- _What the exercise asks_
Your answer should consist of each line from the data below that contains "flyer".

- _Data records_
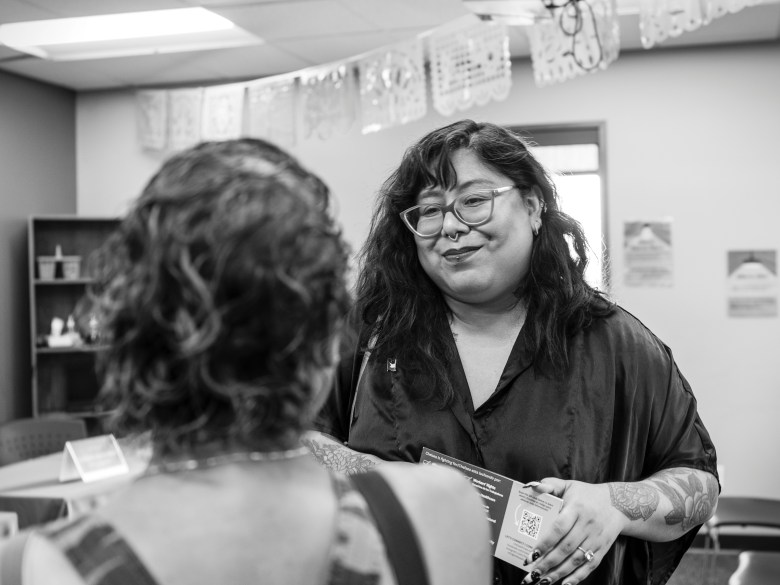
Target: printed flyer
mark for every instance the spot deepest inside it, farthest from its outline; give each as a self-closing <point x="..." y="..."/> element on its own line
<point x="518" y="515"/>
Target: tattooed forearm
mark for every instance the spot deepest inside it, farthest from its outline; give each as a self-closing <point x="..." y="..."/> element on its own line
<point x="339" y="458"/>
<point x="686" y="497"/>
<point x="635" y="500"/>
<point x="692" y="500"/>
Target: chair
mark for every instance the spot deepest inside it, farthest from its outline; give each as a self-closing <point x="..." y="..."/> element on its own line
<point x="734" y="511"/>
<point x="26" y="438"/>
<point x="757" y="568"/>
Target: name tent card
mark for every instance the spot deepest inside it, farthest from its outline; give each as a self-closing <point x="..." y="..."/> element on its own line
<point x="518" y="516"/>
<point x="92" y="459"/>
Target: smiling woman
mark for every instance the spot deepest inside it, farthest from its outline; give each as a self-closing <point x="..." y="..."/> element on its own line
<point x="481" y="338"/>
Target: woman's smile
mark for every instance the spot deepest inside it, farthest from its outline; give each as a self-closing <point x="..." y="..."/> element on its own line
<point x="459" y="255"/>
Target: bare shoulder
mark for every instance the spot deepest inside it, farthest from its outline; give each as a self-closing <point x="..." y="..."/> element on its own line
<point x="44" y="564"/>
<point x="449" y="519"/>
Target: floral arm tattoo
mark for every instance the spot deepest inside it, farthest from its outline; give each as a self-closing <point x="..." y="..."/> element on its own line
<point x="337" y="457"/>
<point x="692" y="500"/>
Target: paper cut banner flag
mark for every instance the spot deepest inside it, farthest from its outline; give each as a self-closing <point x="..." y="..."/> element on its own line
<point x="152" y="118"/>
<point x="327" y="101"/>
<point x="223" y="108"/>
<point x="392" y="86"/>
<point x="271" y="111"/>
<point x="184" y="116"/>
<point x="470" y="65"/>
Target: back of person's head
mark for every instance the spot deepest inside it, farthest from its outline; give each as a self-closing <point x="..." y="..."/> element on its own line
<point x="219" y="298"/>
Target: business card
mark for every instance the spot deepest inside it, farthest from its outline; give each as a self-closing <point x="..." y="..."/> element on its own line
<point x="519" y="517"/>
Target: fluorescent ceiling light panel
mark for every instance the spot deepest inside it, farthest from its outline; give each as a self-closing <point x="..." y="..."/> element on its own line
<point x="124" y="35"/>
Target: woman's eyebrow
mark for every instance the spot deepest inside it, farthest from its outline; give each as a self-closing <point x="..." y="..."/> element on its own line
<point x="486" y="183"/>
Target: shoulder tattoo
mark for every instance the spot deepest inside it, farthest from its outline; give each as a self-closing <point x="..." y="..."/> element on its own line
<point x="339" y="458"/>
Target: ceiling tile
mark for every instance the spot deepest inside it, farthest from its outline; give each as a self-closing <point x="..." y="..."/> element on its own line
<point x="405" y="13"/>
<point x="70" y="75"/>
<point x="296" y="19"/>
<point x="250" y="62"/>
<point x="17" y="11"/>
<point x="67" y="8"/>
<point x="328" y="49"/>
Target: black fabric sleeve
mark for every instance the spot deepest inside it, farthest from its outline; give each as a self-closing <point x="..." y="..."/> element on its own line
<point x="333" y="417"/>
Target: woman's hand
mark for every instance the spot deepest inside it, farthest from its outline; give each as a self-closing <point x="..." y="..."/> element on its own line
<point x="580" y="537"/>
<point x="660" y="508"/>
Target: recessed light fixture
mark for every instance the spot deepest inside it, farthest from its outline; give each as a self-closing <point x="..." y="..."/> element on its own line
<point x="123" y="35"/>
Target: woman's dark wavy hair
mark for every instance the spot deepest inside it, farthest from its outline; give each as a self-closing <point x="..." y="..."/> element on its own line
<point x="218" y="298"/>
<point x="394" y="292"/>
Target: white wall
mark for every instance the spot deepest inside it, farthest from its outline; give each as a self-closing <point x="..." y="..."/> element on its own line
<point x="691" y="135"/>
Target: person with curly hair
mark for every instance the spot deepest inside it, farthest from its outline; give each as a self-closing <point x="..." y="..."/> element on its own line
<point x="481" y="339"/>
<point x="221" y="298"/>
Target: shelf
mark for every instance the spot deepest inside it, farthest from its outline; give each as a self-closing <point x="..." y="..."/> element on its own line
<point x="62" y="281"/>
<point x="66" y="350"/>
<point x="64" y="379"/>
<point x="82" y="412"/>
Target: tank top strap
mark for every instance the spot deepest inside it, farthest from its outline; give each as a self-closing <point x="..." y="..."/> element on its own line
<point x="358" y="555"/>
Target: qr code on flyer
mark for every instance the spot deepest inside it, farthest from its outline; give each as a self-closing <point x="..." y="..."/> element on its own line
<point x="530" y="524"/>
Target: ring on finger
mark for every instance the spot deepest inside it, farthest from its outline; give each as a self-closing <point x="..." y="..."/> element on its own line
<point x="588" y="554"/>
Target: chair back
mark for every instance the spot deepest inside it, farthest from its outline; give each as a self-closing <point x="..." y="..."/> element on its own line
<point x="33" y="437"/>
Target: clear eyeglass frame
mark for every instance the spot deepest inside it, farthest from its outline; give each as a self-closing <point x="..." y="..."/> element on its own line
<point x="453" y="207"/>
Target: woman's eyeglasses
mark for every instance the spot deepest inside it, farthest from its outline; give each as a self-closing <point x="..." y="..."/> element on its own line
<point x="473" y="209"/>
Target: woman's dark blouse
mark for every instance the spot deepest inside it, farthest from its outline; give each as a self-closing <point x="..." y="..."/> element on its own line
<point x="622" y="412"/>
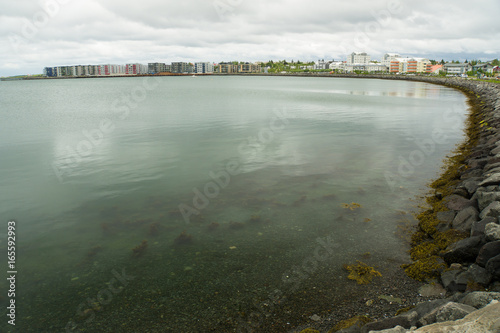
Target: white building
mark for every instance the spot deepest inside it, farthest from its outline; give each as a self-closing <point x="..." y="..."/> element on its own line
<point x="336" y="65"/>
<point x="321" y="64"/>
<point x="388" y="57"/>
<point x="203" y="67"/>
<point x="358" y="58"/>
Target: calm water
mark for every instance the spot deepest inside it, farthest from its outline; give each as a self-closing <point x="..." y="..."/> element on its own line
<point x="234" y="186"/>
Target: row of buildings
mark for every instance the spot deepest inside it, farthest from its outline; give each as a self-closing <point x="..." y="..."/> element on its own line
<point x="151" y="68"/>
<point x="395" y="63"/>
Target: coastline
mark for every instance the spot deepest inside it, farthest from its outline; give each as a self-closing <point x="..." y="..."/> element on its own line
<point x="456" y="248"/>
<point x="475" y="94"/>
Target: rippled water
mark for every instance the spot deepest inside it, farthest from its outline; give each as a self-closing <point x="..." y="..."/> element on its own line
<point x="241" y="187"/>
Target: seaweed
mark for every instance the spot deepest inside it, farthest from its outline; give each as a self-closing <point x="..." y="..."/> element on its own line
<point x="361" y="272"/>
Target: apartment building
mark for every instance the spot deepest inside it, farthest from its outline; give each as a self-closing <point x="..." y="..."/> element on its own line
<point x="249" y="68"/>
<point x="158" y="67"/>
<point x="410" y="65"/>
<point x="358" y="58"/>
<point x="203" y="67"/>
<point x="181" y="67"/>
<point x="388" y="58"/>
<point x="457" y="69"/>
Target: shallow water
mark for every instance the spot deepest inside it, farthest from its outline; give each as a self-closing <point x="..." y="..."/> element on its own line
<point x="255" y="170"/>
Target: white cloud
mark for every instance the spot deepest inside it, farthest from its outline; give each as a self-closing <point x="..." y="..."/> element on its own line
<point x="114" y="31"/>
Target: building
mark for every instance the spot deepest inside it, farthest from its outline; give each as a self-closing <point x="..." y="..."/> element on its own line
<point x="50" y="71"/>
<point x="203" y="67"/>
<point x="158" y="67"/>
<point x="181" y="67"/>
<point x="388" y="58"/>
<point x="485" y="68"/>
<point x="358" y="58"/>
<point x="227" y="68"/>
<point x="370" y="68"/>
<point x="410" y="65"/>
<point x="457" y="69"/>
<point x="322" y="64"/>
<point x="436" y="69"/>
<point x="249" y="68"/>
<point x="336" y="66"/>
<point x="136" y="69"/>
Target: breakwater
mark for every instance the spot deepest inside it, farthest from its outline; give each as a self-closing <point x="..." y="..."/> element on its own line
<point x="456" y="247"/>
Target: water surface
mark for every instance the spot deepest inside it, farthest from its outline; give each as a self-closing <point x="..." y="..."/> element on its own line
<point x="241" y="187"/>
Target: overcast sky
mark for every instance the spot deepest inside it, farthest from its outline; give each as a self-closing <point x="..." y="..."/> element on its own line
<point x="72" y="32"/>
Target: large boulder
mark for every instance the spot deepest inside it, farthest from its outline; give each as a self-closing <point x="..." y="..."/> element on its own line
<point x="492" y="232"/>
<point x="479" y="274"/>
<point x="479" y="299"/>
<point x="485" y="320"/>
<point x="477" y="228"/>
<point x="463" y="251"/>
<point x="456" y="202"/>
<point x="465" y="218"/>
<point x="487" y="252"/>
<point x="494" y="179"/>
<point x="484" y="197"/>
<point x="493" y="267"/>
<point x="447" y="312"/>
<point x="493" y="210"/>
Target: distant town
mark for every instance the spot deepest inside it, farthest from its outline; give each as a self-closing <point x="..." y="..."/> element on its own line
<point x="357" y="62"/>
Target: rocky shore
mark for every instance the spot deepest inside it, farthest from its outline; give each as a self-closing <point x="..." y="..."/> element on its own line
<point x="456" y="247"/>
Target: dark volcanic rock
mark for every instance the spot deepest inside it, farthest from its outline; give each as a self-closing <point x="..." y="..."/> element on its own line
<point x="463" y="251"/>
<point x="493" y="267"/>
<point x="487" y="252"/>
<point x="465" y="218"/>
<point x="477" y="228"/>
<point x="456" y="202"/>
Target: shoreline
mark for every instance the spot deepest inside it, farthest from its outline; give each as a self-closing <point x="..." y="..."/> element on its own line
<point x="456" y="247"/>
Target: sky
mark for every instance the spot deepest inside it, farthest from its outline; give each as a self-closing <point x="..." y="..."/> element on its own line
<point x="35" y="34"/>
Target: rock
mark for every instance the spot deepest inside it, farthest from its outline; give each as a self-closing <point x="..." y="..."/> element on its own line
<point x="397" y="329"/>
<point x="479" y="275"/>
<point x="465" y="218"/>
<point x="492" y="232"/>
<point x="491" y="167"/>
<point x="315" y="317"/>
<point x="484" y="198"/>
<point x="463" y="251"/>
<point x="480" y="321"/>
<point x="447" y="312"/>
<point x="430" y="290"/>
<point x="406" y="320"/>
<point x="456" y="202"/>
<point x="492" y="180"/>
<point x="479" y="299"/>
<point x="477" y="228"/>
<point x="487" y="252"/>
<point x="493" y="267"/>
<point x="493" y="209"/>
<point x="471" y="185"/>
<point x="447" y="216"/>
<point x="449" y="278"/>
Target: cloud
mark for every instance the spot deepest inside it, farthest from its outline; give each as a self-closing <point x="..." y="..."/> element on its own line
<point x="113" y="31"/>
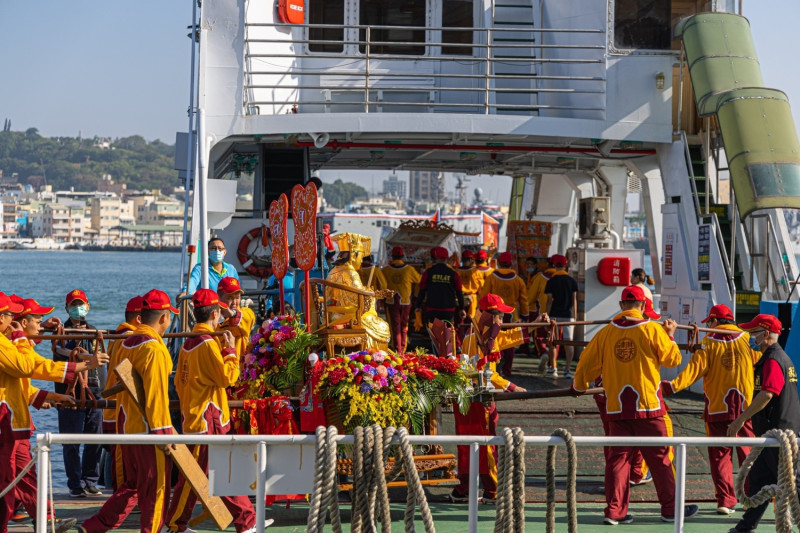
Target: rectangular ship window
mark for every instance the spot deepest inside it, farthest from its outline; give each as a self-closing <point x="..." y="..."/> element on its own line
<point x="398" y="41"/>
<point x="642" y="24"/>
<point x="457" y="14"/>
<point x="326" y="12"/>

- _Exercise answer_
Target: printed flyer
Target: qr code on flyer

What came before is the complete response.